#### Work to be completed
Revise the records starting at the line that has "For the benchmark, spot each instance of the rower's" and stopping after the line that has "For the benchmark, spot each instance of the dark", swapping "drop a point" for "place a marker" and leaving everything else unchanged.
[Start Excerpted records]
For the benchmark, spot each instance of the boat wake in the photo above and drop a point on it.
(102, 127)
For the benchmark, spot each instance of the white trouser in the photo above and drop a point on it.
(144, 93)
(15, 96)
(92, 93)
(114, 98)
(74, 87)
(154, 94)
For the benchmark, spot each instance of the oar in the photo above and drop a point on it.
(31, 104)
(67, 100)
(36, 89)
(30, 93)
[End Excerpted records]
[Start Excerpted records]
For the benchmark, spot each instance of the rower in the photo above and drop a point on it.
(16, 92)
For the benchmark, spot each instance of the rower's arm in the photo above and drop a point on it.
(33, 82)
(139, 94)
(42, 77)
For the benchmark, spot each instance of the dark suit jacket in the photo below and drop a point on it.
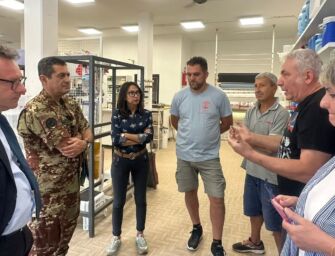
[End Excerpted records]
#### Written answer
For the benchmark, spot each instance of the rower's arm in the photo above and place a marker on it.
(33, 82)
(139, 94)
(42, 77)
For the benchmark, spot each instance of the dark suit jacket in the photo below and place a marker on it.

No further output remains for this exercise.